- INSTRUCTION -
Can you set out all the rows below as a JSON list of strings, with one string per line and no blank lines?

RECORDS SHOWN Start Marker

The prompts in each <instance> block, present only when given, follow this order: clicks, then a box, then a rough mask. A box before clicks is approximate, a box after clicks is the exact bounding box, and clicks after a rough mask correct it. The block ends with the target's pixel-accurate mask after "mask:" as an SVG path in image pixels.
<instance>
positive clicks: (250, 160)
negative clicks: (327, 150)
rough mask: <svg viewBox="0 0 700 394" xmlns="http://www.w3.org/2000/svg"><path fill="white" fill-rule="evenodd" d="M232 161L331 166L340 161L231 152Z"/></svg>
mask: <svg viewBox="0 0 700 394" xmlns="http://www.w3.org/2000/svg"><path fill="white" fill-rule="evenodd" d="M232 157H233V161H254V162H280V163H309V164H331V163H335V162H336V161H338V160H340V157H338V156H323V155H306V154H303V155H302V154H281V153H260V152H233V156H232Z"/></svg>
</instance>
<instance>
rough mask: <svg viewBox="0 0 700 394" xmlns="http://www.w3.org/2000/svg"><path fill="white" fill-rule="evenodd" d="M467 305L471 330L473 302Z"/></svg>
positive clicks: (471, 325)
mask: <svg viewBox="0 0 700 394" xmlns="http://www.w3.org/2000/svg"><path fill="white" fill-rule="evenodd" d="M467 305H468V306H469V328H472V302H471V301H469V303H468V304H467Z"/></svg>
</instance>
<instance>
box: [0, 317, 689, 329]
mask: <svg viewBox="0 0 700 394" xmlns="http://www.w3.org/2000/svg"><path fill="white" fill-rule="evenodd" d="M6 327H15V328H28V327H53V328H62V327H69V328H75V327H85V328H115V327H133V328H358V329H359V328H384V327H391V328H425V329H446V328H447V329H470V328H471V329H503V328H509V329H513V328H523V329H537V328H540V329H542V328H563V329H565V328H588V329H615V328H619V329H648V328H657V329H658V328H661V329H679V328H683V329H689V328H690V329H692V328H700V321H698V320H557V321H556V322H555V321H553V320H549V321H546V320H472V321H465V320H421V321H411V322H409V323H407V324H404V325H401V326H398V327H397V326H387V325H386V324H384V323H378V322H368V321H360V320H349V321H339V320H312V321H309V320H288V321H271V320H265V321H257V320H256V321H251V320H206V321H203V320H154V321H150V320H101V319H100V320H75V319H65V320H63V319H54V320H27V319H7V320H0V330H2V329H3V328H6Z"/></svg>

RECORDS SHOWN End Marker

- RESULT -
[
  "The prompts in each <instance> block, present only when given, follow this order: clicks, then a box, then a rough mask. A box before clicks is approximate, a box after clicks is the exact bounding box, and clicks after a rough mask correct it. The block ends with the target's pixel-accurate mask after \"mask:\" as an SVG path in image pixels.",
  "<instance>",
  "positive clicks: (250, 160)",
  "negative clicks: (327, 150)",
  "rough mask: <svg viewBox=\"0 0 700 394\" xmlns=\"http://www.w3.org/2000/svg\"><path fill=\"white\" fill-rule=\"evenodd\" d=\"M232 161L331 166L340 161L231 152Z\"/></svg>",
  "mask: <svg viewBox=\"0 0 700 394\" xmlns=\"http://www.w3.org/2000/svg\"><path fill=\"white\" fill-rule=\"evenodd\" d=\"M232 157H233V161H254V162H280V163H309V164H331V163H335V162H336V161H338V160H340V157H338V156H323V155H306V154H303V155H302V154H281V153H260V152H233V156H232Z\"/></svg>",
  "</instance>",
  "<instance>",
  "rough mask: <svg viewBox=\"0 0 700 394\" xmlns=\"http://www.w3.org/2000/svg\"><path fill=\"white\" fill-rule=\"evenodd\" d=\"M467 305L471 330L473 302Z\"/></svg>",
  "positive clicks: (471, 325)",
  "mask: <svg viewBox=\"0 0 700 394\" xmlns=\"http://www.w3.org/2000/svg\"><path fill=\"white\" fill-rule=\"evenodd\" d=\"M467 305H468V306H469V328H472V302H471V301H469V303H468V304H467Z\"/></svg>",
  "</instance>",
  "<instance>",
  "box: [0, 317, 689, 329]",
  "mask: <svg viewBox=\"0 0 700 394\" xmlns=\"http://www.w3.org/2000/svg\"><path fill=\"white\" fill-rule=\"evenodd\" d=\"M6 327H15V328H28V327H53V328H62V327H69V328H75V327H85V328H115V327H133V328H358V329H359V328H384V327H391V328H425V329H446V328H447V329H470V328H471V329H503V328H509V329H513V328H523V329H537V328H540V329H542V328H563V329H565V328H588V329H615V328H619V329H648V328H657V329H658V328H661V329H679V328H683V329H689V328H690V329H692V328H700V321H698V320H557V321H556V322H555V321H553V320H549V321H546V320H472V321H465V320H421V321H411V322H409V323H407V324H404V325H401V326H398V327H397V326H387V325H386V324H384V323H378V322H368V321H360V320H349V321H339V320H312V321H309V320H288V321H271V320H265V321H257V320H256V321H251V320H206V321H203V320H154V321H150V320H101V319H100V320H75V319H65V320H63V319H54V320H27V319H7V320H0V330H2V329H3V328H6Z\"/></svg>"
]